Please edit the Lightfoot biography from "Jewel Preston Lightfoot" up to and including "1910 to 1912.", putting "attorney" in place of "lawyer".

## Supplied text
# # # # # # #

American lawyer and politician (1873–1950)

Jewel Preston Lightfoot (January 21, 1873 – July 14, 1950) was an American lawyer and politician. He was the Texas Attorney General from 1910 to 1912.

== Biography ==
Lightfoot was born on January 21, 1873, in Columbia County, Arkansas, the son of Elijah Ward Lightfoot and Lucy Adele (née Reynolds) Lightfoot. His family returned to their home, Pittsburg, Texas, the same year of his birth. Educated at public schools, he graduated from Jeff Davis College, in Pittsburg, in 1890. He worked the night shift as a railroad telegraphist in Abilene and Mineola, among other places. He read law in the mean time, subsequently being admitted to the bar.

In 1898, Lightfoot was elected district attorney of Camp County, serving three terms. From 1905 to 1910, he served as assistant Texas Attorney General, under Robert V. Davidson, as which he led the prosecution in the Waters-Pierce Case. He served as Attorney General from January 1, 1910, until his resignation in 1912, having been appointed by Governor Thomas Mitchell Campbell. He was succeeded by his assistant, James D. Walthall.

After resigning, Lightfoot returned to practicing law, in Austin. From 1918 to 1926, he represented Wilson & Co., a Chicago meat-packing company. He then moved to Fort Worth and became a member of the law firm Lightfoot, Robertson, Saunders, & Gano.

# # # # # # #

Text-to-region grounding data
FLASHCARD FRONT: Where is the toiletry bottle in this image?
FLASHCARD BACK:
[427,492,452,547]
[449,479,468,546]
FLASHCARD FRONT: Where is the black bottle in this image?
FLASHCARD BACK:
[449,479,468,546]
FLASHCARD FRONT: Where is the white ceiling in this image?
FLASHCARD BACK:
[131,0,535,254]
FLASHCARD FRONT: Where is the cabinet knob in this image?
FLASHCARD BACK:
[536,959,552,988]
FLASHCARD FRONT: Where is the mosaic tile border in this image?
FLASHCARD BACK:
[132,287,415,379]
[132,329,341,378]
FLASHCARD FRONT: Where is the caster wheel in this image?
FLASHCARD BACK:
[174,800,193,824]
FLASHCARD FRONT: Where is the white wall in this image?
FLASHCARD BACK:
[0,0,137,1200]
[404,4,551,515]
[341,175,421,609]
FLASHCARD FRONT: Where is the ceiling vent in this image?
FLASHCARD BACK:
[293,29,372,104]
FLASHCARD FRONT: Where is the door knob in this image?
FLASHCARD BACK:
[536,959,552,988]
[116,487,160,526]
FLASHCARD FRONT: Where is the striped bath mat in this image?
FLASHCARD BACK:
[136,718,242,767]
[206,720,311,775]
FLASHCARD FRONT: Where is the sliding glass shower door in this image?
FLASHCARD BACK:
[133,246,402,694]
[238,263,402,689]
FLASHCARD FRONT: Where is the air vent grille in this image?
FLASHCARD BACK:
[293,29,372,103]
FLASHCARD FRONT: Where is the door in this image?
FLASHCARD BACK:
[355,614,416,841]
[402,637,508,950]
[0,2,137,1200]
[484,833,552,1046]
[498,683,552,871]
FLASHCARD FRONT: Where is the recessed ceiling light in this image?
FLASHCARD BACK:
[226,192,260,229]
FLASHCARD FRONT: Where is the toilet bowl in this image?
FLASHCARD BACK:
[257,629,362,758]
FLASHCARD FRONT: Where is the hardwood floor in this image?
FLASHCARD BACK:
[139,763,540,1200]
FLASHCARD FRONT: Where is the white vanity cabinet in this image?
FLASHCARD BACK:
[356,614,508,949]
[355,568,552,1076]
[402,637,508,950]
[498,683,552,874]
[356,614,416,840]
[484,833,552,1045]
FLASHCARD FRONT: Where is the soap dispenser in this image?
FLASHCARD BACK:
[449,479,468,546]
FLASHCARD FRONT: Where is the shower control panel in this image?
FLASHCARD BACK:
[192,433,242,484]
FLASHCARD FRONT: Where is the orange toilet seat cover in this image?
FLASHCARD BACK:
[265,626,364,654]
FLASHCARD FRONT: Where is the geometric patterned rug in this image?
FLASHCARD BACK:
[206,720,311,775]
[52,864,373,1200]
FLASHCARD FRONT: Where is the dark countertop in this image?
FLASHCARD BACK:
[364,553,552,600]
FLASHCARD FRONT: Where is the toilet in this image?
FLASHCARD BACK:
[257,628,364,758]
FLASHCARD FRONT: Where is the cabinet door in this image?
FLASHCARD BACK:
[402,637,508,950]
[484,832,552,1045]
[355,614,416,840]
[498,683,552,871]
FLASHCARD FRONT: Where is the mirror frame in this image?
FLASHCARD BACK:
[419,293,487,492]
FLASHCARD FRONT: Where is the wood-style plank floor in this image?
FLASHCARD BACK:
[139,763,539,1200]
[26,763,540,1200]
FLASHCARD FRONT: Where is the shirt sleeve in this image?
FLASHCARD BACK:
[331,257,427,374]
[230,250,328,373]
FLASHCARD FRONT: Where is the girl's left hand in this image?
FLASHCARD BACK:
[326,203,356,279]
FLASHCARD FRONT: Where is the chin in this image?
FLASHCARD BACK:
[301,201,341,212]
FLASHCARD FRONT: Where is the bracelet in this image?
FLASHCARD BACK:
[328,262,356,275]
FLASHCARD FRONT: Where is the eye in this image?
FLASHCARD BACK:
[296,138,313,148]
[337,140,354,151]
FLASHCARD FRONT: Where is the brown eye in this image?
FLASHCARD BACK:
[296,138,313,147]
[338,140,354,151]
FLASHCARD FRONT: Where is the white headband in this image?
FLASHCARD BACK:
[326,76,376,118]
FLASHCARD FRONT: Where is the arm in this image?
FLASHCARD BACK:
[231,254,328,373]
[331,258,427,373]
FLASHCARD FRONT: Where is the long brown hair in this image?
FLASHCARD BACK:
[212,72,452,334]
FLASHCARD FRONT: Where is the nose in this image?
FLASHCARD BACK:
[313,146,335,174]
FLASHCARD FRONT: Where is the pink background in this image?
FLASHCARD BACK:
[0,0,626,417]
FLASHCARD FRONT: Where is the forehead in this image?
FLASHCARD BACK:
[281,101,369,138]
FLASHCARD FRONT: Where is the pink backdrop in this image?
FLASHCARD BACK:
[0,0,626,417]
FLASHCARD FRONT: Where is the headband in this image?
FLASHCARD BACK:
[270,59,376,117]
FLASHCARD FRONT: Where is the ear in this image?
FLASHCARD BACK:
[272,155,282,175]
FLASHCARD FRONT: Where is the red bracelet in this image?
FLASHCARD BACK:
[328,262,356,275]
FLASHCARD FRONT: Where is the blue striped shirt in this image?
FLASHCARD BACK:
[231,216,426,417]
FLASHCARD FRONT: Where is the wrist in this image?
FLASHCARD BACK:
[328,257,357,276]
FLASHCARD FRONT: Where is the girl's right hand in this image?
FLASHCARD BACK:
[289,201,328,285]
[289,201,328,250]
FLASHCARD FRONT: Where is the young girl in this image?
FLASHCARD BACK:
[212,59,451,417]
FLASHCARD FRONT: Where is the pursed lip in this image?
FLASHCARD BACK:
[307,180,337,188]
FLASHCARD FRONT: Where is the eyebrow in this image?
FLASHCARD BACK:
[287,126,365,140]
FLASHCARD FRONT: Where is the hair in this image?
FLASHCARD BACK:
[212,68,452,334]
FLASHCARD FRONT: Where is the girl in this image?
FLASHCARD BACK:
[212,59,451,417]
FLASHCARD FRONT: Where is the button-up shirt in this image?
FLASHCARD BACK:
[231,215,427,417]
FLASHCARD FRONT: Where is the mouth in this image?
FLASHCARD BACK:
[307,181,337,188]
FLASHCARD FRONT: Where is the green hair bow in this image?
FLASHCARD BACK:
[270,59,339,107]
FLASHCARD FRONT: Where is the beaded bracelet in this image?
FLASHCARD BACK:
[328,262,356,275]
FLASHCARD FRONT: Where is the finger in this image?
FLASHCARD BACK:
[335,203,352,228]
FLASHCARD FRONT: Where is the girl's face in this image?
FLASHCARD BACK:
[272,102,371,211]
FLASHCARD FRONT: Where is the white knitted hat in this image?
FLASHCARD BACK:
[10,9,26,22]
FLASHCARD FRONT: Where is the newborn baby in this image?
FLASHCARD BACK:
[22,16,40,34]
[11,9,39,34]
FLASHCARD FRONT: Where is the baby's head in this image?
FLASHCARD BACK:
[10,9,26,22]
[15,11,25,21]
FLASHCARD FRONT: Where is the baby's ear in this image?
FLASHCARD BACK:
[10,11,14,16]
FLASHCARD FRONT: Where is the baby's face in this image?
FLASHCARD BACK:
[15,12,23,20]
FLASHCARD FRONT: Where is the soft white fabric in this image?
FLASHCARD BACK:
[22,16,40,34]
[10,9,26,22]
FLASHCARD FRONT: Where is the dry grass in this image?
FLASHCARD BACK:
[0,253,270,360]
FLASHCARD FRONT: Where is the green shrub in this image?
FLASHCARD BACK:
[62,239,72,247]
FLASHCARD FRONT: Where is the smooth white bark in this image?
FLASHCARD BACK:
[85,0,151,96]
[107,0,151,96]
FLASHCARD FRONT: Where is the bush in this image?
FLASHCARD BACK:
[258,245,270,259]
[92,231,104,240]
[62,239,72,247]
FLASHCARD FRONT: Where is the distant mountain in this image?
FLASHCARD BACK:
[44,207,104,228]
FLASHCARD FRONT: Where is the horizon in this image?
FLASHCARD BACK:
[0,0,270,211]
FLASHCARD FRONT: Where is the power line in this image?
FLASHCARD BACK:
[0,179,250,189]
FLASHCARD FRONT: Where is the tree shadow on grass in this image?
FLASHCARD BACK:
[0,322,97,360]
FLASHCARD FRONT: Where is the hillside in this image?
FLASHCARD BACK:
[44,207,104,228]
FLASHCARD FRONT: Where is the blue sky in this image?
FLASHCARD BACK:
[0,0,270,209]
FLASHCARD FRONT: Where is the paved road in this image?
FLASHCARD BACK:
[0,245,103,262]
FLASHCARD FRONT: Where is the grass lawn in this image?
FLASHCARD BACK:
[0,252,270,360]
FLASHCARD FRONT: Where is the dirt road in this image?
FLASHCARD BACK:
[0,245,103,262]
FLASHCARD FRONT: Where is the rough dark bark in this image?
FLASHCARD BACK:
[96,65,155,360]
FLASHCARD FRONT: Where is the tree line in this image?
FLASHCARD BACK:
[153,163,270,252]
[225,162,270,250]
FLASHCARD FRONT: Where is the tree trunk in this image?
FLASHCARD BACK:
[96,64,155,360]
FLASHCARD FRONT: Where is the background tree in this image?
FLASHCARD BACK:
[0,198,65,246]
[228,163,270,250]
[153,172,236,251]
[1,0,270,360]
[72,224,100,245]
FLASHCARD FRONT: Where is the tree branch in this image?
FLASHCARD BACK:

# # # # # # #

## Response to this exercise
Jewel Preston Lightfoot (January 21, 1873 – July 14, 1950) was an American attorney and politician. He was the Texas Attorney General from 1910 to 1912.